### Data supplied
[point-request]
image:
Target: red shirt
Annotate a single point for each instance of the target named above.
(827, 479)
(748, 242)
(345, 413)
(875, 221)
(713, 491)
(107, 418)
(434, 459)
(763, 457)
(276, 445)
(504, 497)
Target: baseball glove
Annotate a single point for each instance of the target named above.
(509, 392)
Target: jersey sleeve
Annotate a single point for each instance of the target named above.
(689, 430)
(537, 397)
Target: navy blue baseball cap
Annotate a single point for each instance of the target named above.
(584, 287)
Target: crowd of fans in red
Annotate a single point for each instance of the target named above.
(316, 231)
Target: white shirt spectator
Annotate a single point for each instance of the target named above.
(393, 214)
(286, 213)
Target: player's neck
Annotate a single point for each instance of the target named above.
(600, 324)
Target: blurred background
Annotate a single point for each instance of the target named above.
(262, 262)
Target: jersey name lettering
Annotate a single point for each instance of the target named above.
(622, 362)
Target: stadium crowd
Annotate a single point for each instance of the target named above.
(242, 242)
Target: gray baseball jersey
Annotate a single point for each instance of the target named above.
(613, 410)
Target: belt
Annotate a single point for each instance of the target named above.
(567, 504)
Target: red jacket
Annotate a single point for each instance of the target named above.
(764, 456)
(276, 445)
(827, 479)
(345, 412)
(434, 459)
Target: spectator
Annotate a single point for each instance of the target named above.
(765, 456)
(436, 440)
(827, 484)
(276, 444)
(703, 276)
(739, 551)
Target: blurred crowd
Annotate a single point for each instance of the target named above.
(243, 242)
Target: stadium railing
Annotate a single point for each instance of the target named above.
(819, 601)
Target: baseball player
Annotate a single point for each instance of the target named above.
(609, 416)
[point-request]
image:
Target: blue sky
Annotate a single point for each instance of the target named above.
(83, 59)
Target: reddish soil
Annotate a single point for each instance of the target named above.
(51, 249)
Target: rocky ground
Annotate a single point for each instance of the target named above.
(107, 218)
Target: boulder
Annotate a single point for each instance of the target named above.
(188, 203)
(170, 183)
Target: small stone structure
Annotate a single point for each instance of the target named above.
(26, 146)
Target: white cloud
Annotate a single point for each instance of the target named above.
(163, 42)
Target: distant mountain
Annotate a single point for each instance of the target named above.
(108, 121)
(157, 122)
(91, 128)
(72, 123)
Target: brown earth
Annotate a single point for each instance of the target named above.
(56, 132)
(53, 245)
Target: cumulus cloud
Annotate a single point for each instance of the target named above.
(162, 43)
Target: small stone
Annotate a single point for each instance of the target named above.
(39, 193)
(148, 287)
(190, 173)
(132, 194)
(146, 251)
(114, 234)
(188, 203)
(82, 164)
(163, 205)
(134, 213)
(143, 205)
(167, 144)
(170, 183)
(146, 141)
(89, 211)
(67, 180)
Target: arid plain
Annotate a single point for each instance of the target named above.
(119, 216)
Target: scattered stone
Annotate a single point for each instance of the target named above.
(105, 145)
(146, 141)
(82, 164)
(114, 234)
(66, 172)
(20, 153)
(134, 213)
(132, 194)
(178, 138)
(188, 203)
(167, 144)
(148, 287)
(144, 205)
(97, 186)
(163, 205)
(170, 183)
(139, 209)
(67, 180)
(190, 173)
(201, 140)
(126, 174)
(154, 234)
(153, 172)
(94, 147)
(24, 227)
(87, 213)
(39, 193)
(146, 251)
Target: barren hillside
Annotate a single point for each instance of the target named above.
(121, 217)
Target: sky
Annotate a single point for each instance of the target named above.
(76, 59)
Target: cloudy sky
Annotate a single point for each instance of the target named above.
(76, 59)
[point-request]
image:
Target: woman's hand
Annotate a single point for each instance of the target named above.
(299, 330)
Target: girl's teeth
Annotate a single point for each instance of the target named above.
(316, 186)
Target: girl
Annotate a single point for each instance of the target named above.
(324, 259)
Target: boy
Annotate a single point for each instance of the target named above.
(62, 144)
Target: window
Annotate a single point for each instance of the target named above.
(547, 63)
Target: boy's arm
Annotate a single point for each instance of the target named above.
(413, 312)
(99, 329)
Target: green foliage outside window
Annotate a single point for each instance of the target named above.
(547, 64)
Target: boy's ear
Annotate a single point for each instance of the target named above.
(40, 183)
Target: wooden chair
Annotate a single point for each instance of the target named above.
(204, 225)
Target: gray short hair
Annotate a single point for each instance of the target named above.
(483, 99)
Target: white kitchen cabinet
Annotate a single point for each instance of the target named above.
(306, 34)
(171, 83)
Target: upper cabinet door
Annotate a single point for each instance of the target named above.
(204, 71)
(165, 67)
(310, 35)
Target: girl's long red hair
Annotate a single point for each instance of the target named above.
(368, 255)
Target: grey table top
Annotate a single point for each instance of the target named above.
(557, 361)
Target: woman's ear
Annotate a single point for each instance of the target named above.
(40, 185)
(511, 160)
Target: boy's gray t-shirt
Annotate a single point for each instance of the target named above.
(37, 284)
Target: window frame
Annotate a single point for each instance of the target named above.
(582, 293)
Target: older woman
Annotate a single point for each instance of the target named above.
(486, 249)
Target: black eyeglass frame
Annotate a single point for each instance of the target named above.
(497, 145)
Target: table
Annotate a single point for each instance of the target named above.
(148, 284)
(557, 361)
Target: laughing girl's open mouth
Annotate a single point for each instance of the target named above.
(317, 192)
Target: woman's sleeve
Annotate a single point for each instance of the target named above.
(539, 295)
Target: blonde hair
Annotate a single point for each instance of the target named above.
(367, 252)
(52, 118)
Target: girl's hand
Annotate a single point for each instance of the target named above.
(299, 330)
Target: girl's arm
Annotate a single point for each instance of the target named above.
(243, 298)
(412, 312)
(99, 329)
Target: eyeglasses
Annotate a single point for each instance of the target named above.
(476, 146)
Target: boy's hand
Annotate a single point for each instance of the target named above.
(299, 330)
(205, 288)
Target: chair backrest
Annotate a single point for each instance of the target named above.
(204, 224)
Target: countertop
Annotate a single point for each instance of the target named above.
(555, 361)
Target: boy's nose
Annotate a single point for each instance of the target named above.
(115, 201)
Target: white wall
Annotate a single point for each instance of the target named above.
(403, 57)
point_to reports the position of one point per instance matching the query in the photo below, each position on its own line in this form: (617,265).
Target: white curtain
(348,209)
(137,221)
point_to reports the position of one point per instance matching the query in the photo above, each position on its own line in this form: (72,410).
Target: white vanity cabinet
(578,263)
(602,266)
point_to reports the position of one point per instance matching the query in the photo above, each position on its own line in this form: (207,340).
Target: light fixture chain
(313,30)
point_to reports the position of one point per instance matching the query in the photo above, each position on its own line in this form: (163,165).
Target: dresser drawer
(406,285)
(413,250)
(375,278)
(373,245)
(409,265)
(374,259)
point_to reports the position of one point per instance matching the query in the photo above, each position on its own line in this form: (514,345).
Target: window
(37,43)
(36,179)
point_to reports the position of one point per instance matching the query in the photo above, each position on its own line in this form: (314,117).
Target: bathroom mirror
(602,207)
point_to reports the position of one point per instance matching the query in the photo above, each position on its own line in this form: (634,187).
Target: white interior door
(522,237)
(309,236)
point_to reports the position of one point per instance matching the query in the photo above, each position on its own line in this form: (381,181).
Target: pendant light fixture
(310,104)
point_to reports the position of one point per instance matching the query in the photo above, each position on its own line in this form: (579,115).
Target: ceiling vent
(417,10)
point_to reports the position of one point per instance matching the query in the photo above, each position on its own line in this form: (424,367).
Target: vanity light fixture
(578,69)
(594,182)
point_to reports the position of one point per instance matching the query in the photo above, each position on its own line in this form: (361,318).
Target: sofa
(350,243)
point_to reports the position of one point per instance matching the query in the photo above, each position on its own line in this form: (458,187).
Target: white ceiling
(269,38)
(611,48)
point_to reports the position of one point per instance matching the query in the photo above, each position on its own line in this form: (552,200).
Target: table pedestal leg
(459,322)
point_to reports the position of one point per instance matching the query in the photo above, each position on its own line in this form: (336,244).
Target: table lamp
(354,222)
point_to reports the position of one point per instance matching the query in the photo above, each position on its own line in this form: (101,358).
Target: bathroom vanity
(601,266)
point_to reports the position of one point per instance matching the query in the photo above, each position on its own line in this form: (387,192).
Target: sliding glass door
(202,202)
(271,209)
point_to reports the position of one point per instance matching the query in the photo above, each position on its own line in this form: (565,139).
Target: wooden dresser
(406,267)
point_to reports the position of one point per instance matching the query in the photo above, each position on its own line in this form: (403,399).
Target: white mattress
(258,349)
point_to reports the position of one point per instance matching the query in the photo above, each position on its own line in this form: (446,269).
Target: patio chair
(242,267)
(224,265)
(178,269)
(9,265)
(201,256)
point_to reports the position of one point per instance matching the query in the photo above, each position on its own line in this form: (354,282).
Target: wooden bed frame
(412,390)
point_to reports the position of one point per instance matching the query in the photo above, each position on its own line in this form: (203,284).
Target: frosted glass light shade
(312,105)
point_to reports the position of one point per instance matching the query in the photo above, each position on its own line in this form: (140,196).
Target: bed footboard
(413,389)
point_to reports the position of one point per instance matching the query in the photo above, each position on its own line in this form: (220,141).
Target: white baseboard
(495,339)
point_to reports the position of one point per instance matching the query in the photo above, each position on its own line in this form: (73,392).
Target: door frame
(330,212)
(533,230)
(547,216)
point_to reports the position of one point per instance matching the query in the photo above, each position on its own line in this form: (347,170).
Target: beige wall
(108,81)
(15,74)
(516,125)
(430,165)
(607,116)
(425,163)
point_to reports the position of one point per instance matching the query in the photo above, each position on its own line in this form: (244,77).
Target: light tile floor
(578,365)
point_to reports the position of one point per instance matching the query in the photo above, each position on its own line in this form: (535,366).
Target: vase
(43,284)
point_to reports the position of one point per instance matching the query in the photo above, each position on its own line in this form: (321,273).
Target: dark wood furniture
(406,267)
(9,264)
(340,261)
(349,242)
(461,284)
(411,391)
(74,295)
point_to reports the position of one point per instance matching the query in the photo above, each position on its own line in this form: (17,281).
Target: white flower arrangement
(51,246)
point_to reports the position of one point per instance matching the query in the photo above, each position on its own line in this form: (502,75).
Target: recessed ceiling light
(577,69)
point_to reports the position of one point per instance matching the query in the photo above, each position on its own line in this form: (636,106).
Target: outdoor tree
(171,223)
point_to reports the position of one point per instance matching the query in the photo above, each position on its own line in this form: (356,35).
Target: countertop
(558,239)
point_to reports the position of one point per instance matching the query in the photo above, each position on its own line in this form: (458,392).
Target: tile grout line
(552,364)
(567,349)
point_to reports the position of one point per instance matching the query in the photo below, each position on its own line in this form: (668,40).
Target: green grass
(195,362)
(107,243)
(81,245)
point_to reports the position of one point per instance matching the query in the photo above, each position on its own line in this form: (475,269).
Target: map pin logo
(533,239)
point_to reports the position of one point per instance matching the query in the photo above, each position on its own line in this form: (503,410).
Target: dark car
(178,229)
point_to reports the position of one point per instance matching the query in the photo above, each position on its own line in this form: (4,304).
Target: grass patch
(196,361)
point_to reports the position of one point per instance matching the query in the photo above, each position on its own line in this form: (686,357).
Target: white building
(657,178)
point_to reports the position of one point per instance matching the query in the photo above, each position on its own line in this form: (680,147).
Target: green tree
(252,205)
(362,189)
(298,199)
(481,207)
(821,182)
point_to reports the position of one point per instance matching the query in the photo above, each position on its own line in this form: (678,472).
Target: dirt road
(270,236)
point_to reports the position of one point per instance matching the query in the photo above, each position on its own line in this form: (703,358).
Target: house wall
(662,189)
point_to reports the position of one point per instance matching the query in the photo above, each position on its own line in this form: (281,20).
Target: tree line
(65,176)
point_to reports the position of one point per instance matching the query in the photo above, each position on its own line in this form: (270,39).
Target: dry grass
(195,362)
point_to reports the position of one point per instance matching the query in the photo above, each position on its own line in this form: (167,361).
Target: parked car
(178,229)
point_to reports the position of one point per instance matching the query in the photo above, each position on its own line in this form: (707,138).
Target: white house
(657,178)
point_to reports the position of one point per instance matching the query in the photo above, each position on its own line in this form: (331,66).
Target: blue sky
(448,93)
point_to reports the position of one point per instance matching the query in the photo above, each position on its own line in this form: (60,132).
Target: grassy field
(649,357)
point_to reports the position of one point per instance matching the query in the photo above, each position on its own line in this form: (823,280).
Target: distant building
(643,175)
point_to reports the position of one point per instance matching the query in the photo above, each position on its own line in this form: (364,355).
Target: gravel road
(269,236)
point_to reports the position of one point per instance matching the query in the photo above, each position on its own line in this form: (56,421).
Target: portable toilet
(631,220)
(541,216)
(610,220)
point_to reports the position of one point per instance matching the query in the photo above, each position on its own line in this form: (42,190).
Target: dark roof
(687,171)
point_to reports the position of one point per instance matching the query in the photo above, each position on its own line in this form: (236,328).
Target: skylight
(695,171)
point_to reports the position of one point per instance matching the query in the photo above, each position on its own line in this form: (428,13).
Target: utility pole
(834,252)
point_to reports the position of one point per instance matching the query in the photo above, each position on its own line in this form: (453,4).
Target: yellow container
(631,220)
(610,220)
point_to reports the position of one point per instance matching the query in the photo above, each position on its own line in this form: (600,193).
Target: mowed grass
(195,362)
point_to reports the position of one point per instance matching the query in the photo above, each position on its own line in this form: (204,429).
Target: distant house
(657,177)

### Your task
Would you quote, exactly and only, the lines from the one containing "this form: (236,328)." to the end of the entries?

### Full response
point_to reports the position of one point per instance matching the query in the photo above, each position on its own line in this form: (236,328).
Target: skylight
(695,171)
point_to reports the position of one point per instance matching the query in the photo above, each position on its own line in this form: (428,13).
Target: utility pole
(834,252)
point_to reports the position of one point per instance matching the query in the photo above, each position on its own line in this form: (453,4).
Target: yellow container
(631,220)
(610,220)
point_to reports the position of one point per instance matching the query in the photo above, each position on its own line in this form: (600,193).
Target: mowed grass
(195,362)
point_to reports the position of one point per instance matching the query in the photo above, each position on its own line in this form: (204,429).
Target: distant house
(657,177)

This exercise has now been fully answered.